### Task requirements
1. Reproduce, word for word, the portion of the passage on precision agriculture that opens with the words containing "In order to achieve" and closes with "(Smart Dairy Farming).".
2. Continue the passage on precision agriculture, starting immediately after its final sentence.

### Supplied passage

---------------

Precision agriculture means that plants (or animals) get precisely the treatment they need, determined with great accuracy thanks to the latest technology. A range of forms of technology are used to this end, including GPS, sensor technology, ICT and robotics. Technology can assist in strategic decision-making at farm level as well as with operational actions at plant level. This allows production to be optimised and means we can work on more sustainable crops. The big difference with classical agriculture is that rather than determining the necessary action for each individual field, precision agriculture allows actions to be determined per square metre or even per plant.
Observation - Diagnostics - Decisions - Implementation
A range of technologies are deployed for plant-specific crop actions in precision agriculture such as GPS, sensor technology, ICT and robotics. Crop actions at plant level form the basis for the further optimisation of the production and improved sustainability of the crops.
In order to achieve this, sensors are required to record observational data from the crops and/or the soil (Observation). On the basis of the sensor values, specific software with decision rules and models is used to ascertain the condition of the crop or soil and any deficiencies or needs (Diagnostics) and determine whether location-specific treatment is necessary and if so, which (Decisions). Lastly, the treatment also needs to be performed by means of the correct operation of machines (Implementation). After evaluation, the chain starts again from the beginning. The precision agriculture system is also being developed within livestock farming, particularly dairy farming (Smart Dairy Farming).
Improvements required in precision agriculture
In order to make precision agriculture a widely-accepted notion, various additional improvements and new developments are still needed. The ease of use, the accuracy, the robustness and the business advantages still need to be improved. For that reason, the study focuses on four strategic topics within precision agriculture:
- Improvement of the practical applicability of sensor images
- The continued development of computation models and decision rules that translate sensor images and data into better cultivation measures for the end users: growers and agricultural contractors.

---------------

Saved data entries
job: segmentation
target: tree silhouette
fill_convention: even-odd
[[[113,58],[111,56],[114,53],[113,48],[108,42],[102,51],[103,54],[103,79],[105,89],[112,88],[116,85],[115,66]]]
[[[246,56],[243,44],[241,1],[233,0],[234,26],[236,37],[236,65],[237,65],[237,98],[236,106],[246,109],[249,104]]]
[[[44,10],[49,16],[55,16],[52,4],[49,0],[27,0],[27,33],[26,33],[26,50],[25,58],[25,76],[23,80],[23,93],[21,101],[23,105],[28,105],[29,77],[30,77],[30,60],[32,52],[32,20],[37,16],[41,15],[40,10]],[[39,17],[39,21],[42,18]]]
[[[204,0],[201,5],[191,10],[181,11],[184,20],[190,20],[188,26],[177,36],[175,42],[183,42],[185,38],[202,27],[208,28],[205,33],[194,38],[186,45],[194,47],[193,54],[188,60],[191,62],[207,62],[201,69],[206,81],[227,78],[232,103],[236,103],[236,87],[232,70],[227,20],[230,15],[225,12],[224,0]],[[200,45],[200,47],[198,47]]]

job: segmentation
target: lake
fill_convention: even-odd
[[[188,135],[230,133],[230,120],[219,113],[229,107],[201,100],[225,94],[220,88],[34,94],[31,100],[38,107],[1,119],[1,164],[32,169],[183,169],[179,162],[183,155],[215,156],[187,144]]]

---------------

### Written responses
1.
In order to achieve this, sensors are required to record observational data from the crops and/or the soil (Observation). On the basis of the sensor values, specific software with decision rules and models is used to ascertain the condition of the crop or soil and any deficiencies or needs (Diagnostics) and determine whether location-specific treatment is necessary and if so, which (Decisions). Lastly, the treatment also needs to be performed by means of the correct operation of machines (Implementation). After evaluation, the chain starts again from the beginning. The precision agriculture system is also being developed within livestock farming, particularly dairy farming (Smart Dairy Farming).

2.
- The improvement of the ICT infrastructure, data interchangeability and standardisation.
- Demonstrating the advantages of precision agriculture that the growers and agricultural contractors could enjoy.
The initial successes achieved through precision agriculture
The first success stories have already been achieved through precision agriculture. Fixed tracks and straight-line systems have been introduced in arable farming and vegetable cultivation businesses, primarily in order to make cultivation measures such as ploughing easier. Section control is possible when using sprayers, thus reducing duplication in spraying activities. Yield maps can be created using measuring equipment on harvesting machines, making it possible to estimate and show the location-specific variations in yield. Crop reflectance measurements obtained through remote and near sensing can also be used to produce maps showing yield predictions. In turn, these measurements can be used as input for location-specific fertilisation and crop protection.
Ongoing research into precision agriculture
The experts at Wageningen University & Research are participating in a variety of research programmes in the field of precision agriculture. The objective of these public-private partnerships is to accelerate the implementation of innovative technologies and to clearly set out their advantages for growers, chair parties and society in general. The partners within the research programme are end users, suppliers, chain parties and knowledge institutes.